▶ _Text excerpt_
Statistical Flow Matching: A Geometric Approach to Discrete Generative Modeling

The paper presents a novel generative framework, Statistical Flow Matching (SFM), which leverages the intrinsic geometric properties of parameterized probability measures. The authors introduce SFM as a mathematically rigorous flow-matching framework inspired by results from information geometry. This method is particularly applied to discrete generation tasks by instantiating SFM on the manifold of categorical distributions, an area that has not been thoroughly explored in prior models.

Methodological Contributions

The primary contribution of this work is the integration of the Fisher information metric to equip the statistical manifold with a Riemannian structure. This approach allows the model to leverage the manifold's intrinsic geometries by following geodesics, or shortest paths, on this space. The authors develop an efficient training and sampling algorithm that addresses numerical stability issues via a diffeomorphism between manifolds. The framework enables the exact computation of likelihoods for arbitrary probability measures, which contrasts with previous models that often rely on variational bounds.

Numerical Results and Experimental Validation

1. Swiss Roll on Simplex:
   • The authors demonstrate the effectiveness of SFM on a toy example by projecting the Swiss roll dataset onto a 2-simplex. This example illustrates SFM's ability to capture complex geometric shapes that other models, such as Dirichlet-based methods, fail to represent adequately.

▶ _Data shown_

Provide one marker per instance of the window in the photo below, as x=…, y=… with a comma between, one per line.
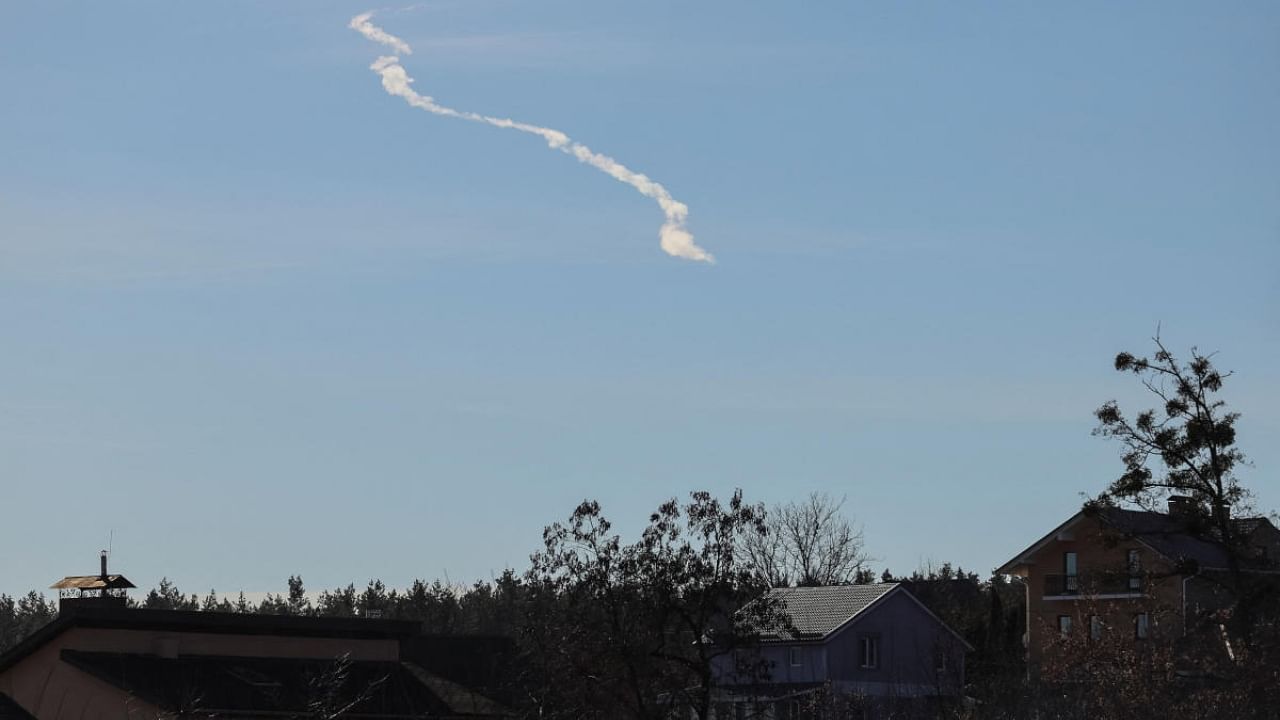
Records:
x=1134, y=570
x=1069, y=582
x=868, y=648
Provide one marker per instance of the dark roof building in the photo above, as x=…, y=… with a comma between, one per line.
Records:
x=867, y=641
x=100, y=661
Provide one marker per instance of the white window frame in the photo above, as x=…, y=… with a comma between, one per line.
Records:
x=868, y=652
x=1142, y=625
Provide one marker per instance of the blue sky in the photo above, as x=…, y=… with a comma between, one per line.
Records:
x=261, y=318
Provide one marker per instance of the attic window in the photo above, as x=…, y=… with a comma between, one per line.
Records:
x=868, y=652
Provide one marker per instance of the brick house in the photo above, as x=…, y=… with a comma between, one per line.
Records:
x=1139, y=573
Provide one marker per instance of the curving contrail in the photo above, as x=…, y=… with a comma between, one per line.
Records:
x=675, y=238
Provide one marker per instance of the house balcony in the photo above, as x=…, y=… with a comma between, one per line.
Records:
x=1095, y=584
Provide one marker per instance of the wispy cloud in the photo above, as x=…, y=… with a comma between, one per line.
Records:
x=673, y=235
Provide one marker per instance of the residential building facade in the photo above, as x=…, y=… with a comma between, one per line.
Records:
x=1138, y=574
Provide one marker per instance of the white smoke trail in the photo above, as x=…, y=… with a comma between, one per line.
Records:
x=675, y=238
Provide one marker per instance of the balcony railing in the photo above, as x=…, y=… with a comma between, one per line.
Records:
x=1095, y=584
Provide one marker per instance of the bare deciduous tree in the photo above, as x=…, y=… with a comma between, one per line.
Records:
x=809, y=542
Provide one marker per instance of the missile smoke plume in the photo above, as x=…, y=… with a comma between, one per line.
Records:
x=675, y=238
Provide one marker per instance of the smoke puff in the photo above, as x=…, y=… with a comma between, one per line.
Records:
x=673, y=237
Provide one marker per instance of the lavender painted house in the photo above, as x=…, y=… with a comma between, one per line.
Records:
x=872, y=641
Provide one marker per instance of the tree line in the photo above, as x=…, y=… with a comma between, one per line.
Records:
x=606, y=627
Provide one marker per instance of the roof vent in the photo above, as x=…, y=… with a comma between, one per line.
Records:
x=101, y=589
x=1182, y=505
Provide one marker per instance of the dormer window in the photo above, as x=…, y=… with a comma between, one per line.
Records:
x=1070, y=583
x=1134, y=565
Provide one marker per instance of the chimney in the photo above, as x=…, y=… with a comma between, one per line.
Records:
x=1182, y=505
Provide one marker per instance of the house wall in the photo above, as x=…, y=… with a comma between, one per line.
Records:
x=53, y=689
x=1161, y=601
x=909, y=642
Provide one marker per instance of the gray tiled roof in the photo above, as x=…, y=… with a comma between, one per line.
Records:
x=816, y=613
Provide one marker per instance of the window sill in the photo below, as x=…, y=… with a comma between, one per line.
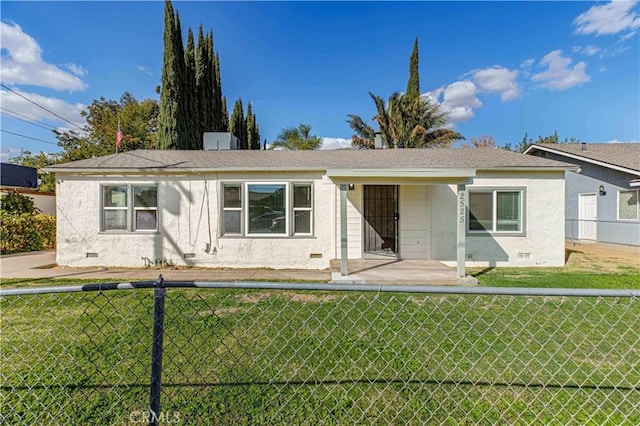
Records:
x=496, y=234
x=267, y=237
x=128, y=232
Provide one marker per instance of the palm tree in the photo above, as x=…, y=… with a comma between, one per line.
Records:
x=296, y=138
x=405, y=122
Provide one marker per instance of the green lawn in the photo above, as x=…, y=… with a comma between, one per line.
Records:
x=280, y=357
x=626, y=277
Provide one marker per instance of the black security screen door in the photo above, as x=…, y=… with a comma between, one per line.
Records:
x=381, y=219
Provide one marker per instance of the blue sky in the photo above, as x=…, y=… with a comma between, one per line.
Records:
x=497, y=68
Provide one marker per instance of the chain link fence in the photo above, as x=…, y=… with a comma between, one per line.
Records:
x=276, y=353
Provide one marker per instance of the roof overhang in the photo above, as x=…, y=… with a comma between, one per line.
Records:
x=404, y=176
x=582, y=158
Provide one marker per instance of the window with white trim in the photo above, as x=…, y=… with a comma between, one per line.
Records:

▶ _Study questions_
1) Reproduce the stretch of the Statistical Flow Matching summary from "Statistical Flow Matching: A" through "in prior models.".
2) Extend the Statistical Flow Matching summary, picking up after its last sentence.
The items are separate material, unrelated to the Statistical Flow Matching summary.

▶ _Solved problems_
1)
Statistical Flow Matching: A Geometric Approach to Discrete Generative Modeling

The paper presents a novel generative framework, Statistical Flow Matching (SFM), which leverages the intrinsic geometric properties of parameterized probability measures. The authors introduce SFM as a mathematically rigorous flow-matching framework inspired by results from information geometry. This method is particularly applied to discrete generation tasks by instantiating SFM on the manifold of categorical distributions, an area that has not been thoroughly explored in prior models.

2)
   • The achieved NLL for SFM is notably better than for other models, showcasing its robustness in modeling intricate patterns.
2. Binarized MNIST:
   • On the binarized MNIST dataset, the authors report both NLL and Fréchet inception distance (FID) to evaluate the model's performance. SFM significantly outperforms other discrete generative models like D3PM and DDSM, both in sample quality and likelihood.
3. Text8 Dataset:
   • For the Text8 dataset, SFM shows competitive performance in terms of bits-per-character (BPC) against state-of-the-art methods. It even achieves better results than some existing flow-based and diffusion models, demonstrating its applicability in natural language processing tasks.
4. Promoter Design:
   • SFM is applied to promoter DNA sequence design, a bioinformatics task with practical implications. Measured by the mean squared error (SP-MSE) between the predicted promoter activity of generated sequences and human genome sequences, SFM achieves the lowest SP-MSE compared to other baselines, underscoring its utility in practical computational biology tasks.

Theoretical Implications and Future Directions

The introduction of SFM has several theoretical implications:

• Riemannian Geometry in Generative Modeling: By considering the Riemannian structure of statistical manifolds, this framework opens new avenues for exploring the geometric properties of probability distributions in generative tasks.
• Exact Likelihood Calculation: The capability to compute exact likelihoods provides a significant advantage, particularly for models where precise probabilistic interpretation is crucial.
• Optimal Transport: The application of optimal transport within this framework suggests potential improvements in training efficiency and performance by aligning noise distributions with target samples more effectively.

The paper speculates that future research could extend SFM to other statistical manifolds where closed-form geodesics are available, thus broadening its applicability. Additionally, investigating the application of this geometric approach in more complex generative tasks and higher-dimensional data could be a promising direction.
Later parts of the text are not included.